**Source passage**:
'''
The TelefériQo (from teleférico and Quito), or TelefériQo Cruz Loma, is a gondola lift in Quito, Ecuador, running from the edge of the city centre up the east side of Pichincha Volcano to the lookout at Cruz Loma. It is one of the highest aerial lifts in the world, rising from 3117 m to 3945 m. The ascent takes about twenty minutes, traveling 2,237 linear metres.

==Overview==
The TelefériQo opened in July 2005. It is both a tourist attraction, and a gateway for hiking to the summit of Pichincha, an active stratovolcano.

As of 2018, a photo ID is required to purchase a lift ticket, and the ticket stub must be retained for the return trip. This policy serves as a built-in alert system in case hikers do not return when expected.

Many photo opportunities and observation points await tourists at the top of the lift. Additionally, there is a public restroom, a small cafe, and a few shops, but much of the retail complex sits unoccupied.

== Climate ==
Due to the increased altitude and the wind on the mountain it is cooler than the city and is susceptible to fog, especially in the mornings. The height of the upper station is enough to cause symptoms of altitude sickness in some individuals.

The visitor centre at the base includes the VulQano Park amusement park, restaurants and food court, the world's highest go kart track, and other attractions.
'''
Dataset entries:
'''
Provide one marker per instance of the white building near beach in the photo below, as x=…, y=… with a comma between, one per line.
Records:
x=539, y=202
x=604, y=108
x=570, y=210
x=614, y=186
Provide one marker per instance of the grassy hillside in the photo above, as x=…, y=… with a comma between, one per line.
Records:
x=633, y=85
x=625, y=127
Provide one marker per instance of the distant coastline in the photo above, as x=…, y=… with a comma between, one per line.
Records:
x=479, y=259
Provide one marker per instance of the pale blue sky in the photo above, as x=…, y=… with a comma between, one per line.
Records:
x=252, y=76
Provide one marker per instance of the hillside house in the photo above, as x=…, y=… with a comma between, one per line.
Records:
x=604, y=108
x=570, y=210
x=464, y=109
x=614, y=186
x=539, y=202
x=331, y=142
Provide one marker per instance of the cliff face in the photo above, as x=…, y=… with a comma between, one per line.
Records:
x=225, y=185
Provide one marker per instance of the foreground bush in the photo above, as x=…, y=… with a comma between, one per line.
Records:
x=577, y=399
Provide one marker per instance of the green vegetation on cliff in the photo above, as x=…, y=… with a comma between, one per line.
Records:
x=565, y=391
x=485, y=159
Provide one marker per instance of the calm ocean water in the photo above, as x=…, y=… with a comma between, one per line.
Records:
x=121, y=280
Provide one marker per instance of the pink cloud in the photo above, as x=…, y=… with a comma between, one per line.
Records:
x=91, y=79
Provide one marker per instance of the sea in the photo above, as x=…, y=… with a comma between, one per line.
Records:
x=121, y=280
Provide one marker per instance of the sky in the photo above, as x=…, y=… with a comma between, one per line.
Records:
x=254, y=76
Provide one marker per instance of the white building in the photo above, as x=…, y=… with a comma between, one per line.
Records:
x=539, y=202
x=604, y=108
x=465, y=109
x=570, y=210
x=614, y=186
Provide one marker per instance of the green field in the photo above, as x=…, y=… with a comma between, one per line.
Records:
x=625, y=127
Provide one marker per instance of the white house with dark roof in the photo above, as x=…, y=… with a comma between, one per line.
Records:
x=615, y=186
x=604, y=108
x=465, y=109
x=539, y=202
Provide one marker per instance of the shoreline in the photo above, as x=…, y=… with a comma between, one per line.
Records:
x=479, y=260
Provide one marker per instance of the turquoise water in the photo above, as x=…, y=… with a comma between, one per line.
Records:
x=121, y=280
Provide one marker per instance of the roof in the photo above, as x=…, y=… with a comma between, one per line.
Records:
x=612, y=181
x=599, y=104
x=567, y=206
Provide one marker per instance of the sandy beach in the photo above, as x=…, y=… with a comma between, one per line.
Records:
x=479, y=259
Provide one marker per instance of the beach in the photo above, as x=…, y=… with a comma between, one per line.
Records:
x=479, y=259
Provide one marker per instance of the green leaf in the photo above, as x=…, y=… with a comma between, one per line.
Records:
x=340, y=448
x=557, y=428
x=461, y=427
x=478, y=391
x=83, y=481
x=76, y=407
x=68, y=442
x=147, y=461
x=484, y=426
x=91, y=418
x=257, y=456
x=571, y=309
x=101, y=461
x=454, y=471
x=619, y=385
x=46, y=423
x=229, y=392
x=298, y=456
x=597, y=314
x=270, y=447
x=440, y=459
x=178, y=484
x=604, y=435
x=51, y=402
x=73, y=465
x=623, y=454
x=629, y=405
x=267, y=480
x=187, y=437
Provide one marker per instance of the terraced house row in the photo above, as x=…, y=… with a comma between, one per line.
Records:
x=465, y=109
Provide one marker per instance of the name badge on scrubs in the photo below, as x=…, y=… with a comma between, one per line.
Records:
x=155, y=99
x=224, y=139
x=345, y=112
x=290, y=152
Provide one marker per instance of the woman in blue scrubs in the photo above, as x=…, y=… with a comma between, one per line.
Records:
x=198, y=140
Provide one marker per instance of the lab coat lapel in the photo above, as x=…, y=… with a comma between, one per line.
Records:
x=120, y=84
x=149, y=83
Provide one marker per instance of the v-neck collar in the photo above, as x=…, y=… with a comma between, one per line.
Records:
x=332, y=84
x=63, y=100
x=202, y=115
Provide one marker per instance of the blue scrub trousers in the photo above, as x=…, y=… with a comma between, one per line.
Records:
'''
**Explore the material**:
1 > Render this sentence from the TelefériQo text into Spanish: "The ascent takes about twenty minutes, traveling 2,237 linear metres."
2 > According to the TelefériQo text, what has been required since 2018 to buy a lift ticket?

**Answer set**:
1 > El ascenso dura unos veinte minutos y recorre 2.237 metros lineales.

2 > A photo ID.